▸ **Required work**: Copy each line of the listing below exactly.

◇ ◇ ◇ ◇ ◇

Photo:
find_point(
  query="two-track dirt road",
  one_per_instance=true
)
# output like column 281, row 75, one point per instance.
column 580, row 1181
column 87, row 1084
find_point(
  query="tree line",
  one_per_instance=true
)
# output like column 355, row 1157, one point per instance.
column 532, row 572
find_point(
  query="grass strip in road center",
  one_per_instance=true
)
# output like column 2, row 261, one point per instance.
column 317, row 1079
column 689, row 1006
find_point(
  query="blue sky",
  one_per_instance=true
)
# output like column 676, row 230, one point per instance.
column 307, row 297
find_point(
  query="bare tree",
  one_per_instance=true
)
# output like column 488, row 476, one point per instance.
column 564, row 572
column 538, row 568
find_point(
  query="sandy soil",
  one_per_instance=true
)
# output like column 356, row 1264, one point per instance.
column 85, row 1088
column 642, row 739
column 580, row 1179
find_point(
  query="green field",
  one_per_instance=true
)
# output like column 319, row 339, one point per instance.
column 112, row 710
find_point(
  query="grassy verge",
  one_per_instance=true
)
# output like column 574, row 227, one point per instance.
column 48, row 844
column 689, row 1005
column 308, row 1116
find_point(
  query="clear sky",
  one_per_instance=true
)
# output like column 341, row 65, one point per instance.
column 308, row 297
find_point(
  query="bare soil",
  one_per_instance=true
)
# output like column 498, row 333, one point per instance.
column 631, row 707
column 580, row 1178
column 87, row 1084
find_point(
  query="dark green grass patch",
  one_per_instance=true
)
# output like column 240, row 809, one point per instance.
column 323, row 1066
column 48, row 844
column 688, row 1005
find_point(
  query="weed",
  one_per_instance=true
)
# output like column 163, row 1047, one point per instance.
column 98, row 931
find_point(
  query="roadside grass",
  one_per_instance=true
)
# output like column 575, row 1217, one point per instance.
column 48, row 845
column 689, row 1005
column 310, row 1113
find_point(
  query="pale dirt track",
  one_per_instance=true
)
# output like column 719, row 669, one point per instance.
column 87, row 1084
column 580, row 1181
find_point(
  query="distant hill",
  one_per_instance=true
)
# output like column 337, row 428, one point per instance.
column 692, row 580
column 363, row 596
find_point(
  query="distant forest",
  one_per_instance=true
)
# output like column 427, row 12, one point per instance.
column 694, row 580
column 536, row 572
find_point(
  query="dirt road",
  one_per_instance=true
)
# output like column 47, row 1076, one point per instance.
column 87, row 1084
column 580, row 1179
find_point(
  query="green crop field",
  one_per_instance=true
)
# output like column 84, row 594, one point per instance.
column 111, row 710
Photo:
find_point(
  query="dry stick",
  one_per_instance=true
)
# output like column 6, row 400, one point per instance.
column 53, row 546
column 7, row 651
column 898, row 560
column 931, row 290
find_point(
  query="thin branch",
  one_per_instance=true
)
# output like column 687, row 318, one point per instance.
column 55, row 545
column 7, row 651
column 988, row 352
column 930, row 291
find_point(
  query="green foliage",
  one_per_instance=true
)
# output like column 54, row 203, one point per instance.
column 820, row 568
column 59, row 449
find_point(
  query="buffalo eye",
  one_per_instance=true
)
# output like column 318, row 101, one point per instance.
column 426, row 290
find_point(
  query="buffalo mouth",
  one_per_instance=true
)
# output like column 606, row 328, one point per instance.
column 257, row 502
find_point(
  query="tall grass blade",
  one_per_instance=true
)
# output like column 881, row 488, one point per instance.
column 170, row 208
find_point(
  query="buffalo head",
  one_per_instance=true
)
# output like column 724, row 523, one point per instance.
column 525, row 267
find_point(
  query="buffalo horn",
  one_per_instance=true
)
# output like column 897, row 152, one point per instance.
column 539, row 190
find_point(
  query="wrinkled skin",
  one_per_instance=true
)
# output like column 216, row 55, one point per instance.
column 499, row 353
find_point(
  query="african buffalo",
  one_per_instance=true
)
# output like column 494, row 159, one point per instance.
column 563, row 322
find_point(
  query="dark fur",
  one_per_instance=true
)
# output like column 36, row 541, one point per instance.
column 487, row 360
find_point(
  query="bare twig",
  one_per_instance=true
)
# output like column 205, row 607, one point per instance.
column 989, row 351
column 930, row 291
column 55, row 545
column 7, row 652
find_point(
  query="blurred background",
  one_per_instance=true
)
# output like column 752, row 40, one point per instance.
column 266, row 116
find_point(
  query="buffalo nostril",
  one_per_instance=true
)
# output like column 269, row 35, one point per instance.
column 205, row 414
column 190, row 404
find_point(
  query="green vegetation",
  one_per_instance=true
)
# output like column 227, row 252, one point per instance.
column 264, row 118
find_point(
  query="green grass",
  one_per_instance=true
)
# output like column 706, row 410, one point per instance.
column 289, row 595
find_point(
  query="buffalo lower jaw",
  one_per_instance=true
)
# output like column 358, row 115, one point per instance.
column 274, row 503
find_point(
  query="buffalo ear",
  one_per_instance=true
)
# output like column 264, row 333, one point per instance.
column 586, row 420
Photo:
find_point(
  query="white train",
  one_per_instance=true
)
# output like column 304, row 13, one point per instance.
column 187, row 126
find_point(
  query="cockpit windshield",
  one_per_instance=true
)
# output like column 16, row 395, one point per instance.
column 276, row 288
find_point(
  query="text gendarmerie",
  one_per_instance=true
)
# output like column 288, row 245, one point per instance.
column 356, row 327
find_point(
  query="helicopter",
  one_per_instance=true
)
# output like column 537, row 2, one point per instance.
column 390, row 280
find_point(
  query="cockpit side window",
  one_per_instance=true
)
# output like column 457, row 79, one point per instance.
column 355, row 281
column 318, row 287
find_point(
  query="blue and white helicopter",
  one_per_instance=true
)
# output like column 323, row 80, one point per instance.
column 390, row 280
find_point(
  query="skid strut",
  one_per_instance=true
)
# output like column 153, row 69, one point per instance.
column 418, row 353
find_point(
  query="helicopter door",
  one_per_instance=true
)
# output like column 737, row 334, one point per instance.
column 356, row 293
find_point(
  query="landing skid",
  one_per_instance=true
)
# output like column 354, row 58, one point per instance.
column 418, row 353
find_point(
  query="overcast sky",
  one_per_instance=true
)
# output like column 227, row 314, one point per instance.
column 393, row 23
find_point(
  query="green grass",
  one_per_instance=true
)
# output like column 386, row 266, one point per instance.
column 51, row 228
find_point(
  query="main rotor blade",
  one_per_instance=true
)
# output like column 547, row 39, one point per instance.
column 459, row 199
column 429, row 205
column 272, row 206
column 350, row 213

◇ ◇ ◇ ◇ ◇

▸ **Response to the task**:
Photo:
find_point(
  query="two-track dirt road",
  one_per_instance=true
)
# output like column 281, row 75, one point per instance.
column 580, row 1181
column 87, row 1084
find_point(
  query="tree line",
  one_per_instance=true
)
# output like column 355, row 1157, one point per instance.
column 532, row 572
find_point(
  query="grass strip in road center",
  one_per_instance=true
)
# output like column 2, row 261, one point per instance.
column 317, row 1079
column 689, row 1006
find_point(
  query="blue sky",
  one_per_instance=true
)
# output like column 676, row 230, one point per instance.
column 307, row 297
find_point(
  query="bare tree",
  one_per_instance=true
)
# output like column 488, row 476, one point per instance.
column 564, row 572
column 538, row 568
find_point(
  query="sandy soil",
  one_per_instance=true
)
# output like column 356, row 1264, one point per instance.
column 85, row 1088
column 642, row 739
column 580, row 1179
find_point(
  query="green field",
  one_per_instance=true
)
# output like column 319, row 339, one point per instance.
column 112, row 710
find_point(
  query="grassy verge",
  one_per_instance=true
)
# output like column 574, row 227, one point per instance.
column 48, row 844
column 689, row 1005
column 308, row 1116
find_point(
  query="clear sky",
  one_per_instance=true
)
# output like column 341, row 65, one point per instance.
column 308, row 297
find_point(
  query="bare soil",
  one_per_instance=true
)
# output like column 498, row 333, one point per instance.
column 631, row 707
column 580, row 1178
column 87, row 1084
find_point(
  query="dark green grass patch",
  one_per_instance=true
)
# output like column 240, row 809, one point per instance.
column 323, row 1066
column 48, row 844
column 688, row 1005
find_point(
  query="weed",
  one_per_instance=true
)
# output like column 163, row 1047, one point per instance.
column 98, row 931
find_point(
  query="roadside grass",
  one_per_instance=true
)
# output like column 575, row 1217, one point per instance.
column 48, row 845
column 689, row 1005
column 310, row 1113
find_point(
  query="pale dirt track",
  one_per_instance=true
)
# output like column 719, row 669, one point per instance.
column 87, row 1084
column 580, row 1181
find_point(
  query="distant hill",
  one_per_instance=true
)
# output like column 337, row 428, one point per instance.
column 692, row 580
column 363, row 596
find_point(
  query="distant forest",
  one_per_instance=true
)
# output like column 427, row 12, one point per instance.
column 694, row 580
column 536, row 572
find_point(
  query="dirt road",
  one_per_instance=true
)
# output like column 47, row 1076, one point per instance.
column 87, row 1084
column 580, row 1179
find_point(
  query="green crop field",
  one_per_instance=true
)
# output like column 84, row 594, one point per instance.
column 111, row 710
Photo:
find_point(
  query="dry stick",
  one_per_instance=true
)
# output like column 6, row 400, one point per instance.
column 53, row 546
column 7, row 651
column 898, row 560
column 931, row 290
find_point(
  query="thin branch",
  one_per_instance=true
)
# output like column 687, row 318, one point per instance.
column 55, row 545
column 7, row 651
column 988, row 352
column 930, row 291
find_point(
  query="green foliage",
  one_per_instance=true
)
# output like column 54, row 203, one point per instance.
column 820, row 568
column 59, row 449
find_point(
  query="buffalo eye",
  one_per_instance=true
)
# output like column 318, row 101, one point per instance.
column 426, row 290
find_point(
  query="buffalo mouth",
  one_per_instance=true
)
# output like column 606, row 328, one point per instance.
column 257, row 502
find_point(
  query="tall grass blade",
  one_per_instance=true
)
# output like column 881, row 488, one point per instance.
column 170, row 208
find_point(
  query="buffalo head",
  one_per_instance=true
)
# output like column 724, row 523, one point per instance.
column 525, row 267
find_point(
  query="buffalo horn",
  one_per_instance=true
)
# output like column 897, row 152, one point per instance.
column 539, row 190
find_point(
  query="wrinkled skin",
  one_per_instance=true
)
# output like column 216, row 55, one point per instance.
column 499, row 353
find_point(
  query="african buffalo",
  one_per_instance=true
)
# output like column 494, row 159, one point per instance.
column 563, row 322
find_point(
  query="dark fur",
  one_per_instance=true
)
# output like column 36, row 541, one point per instance.
column 487, row 360
find_point(
  query="bare twig",
  one_per_instance=true
)
# output like column 205, row 607, one point per instance.
column 989, row 351
column 930, row 291
column 55, row 545
column 7, row 652
find_point(
  query="blurred background",
  one_per_instance=true
)
# output like column 752, row 40, one point per instance.
column 266, row 116
find_point(
  query="buffalo nostril",
  one_per_instance=true
)
# output like column 269, row 35, one point per instance.
column 205, row 414
column 190, row 404
find_point(
  query="green vegetation",
  one_per_instance=true
)
# output like column 227, row 252, one point per instance.
column 264, row 118
find_point(
  query="green grass",
  one_per_instance=true
)
# output like column 706, row 410, one point per instance.
column 289, row 595
find_point(
  query="buffalo lower jaw",
  one_per_instance=true
)
# output like column 358, row 115, one point per instance.
column 274, row 503
find_point(
  query="buffalo ear",
  one_per_instance=true
)
# output like column 264, row 333, one point per instance.
column 586, row 420
Photo:
find_point(
  query="white train",
  one_per_instance=true
)
# output like column 304, row 13, one point per instance.
column 187, row 126
find_point(
  query="cockpit windshield",
  one_per_instance=true
)
# output like column 16, row 395, one point per instance.
column 276, row 288
find_point(
  query="text gendarmerie",
  one_per_instance=true
)
# output like column 288, row 245, one point per instance.
column 356, row 327
find_point(
  query="helicopter",
  one_per_instance=true
)
# output like column 537, row 2, one point per instance.
column 390, row 280
find_point(
  query="cockpit side window",
  one_per_instance=true
)
# output like column 457, row 79, one point per instance.
column 355, row 281
column 318, row 287
find_point(
  query="blue and white helicopter",
  one_per_instance=true
)
# output like column 323, row 80, one point per instance.
column 390, row 280
find_point(
  query="skid strut",
  one_per_instance=true
)
# output like column 153, row 69, one point per instance.
column 418, row 353
find_point(
  query="helicopter door",
  one_per_instance=true
)
# output like column 737, row 334, one point per instance.
column 356, row 293
find_point(
  query="landing skid",
  one_per_instance=true
)
# output like column 354, row 58, one point per instance.
column 418, row 353
find_point(
  query="overcast sky",
  one_per_instance=true
)
# output like column 227, row 314, one point per instance.
column 393, row 23
find_point(
  query="green grass",
  one_per_instance=true
)
# output like column 386, row 266, one point per instance.
column 51, row 228
find_point(
  query="main rotor blade",
  one_per_instance=true
)
# output like column 547, row 39, one point per instance.
column 459, row 199
column 429, row 205
column 272, row 206
column 350, row 213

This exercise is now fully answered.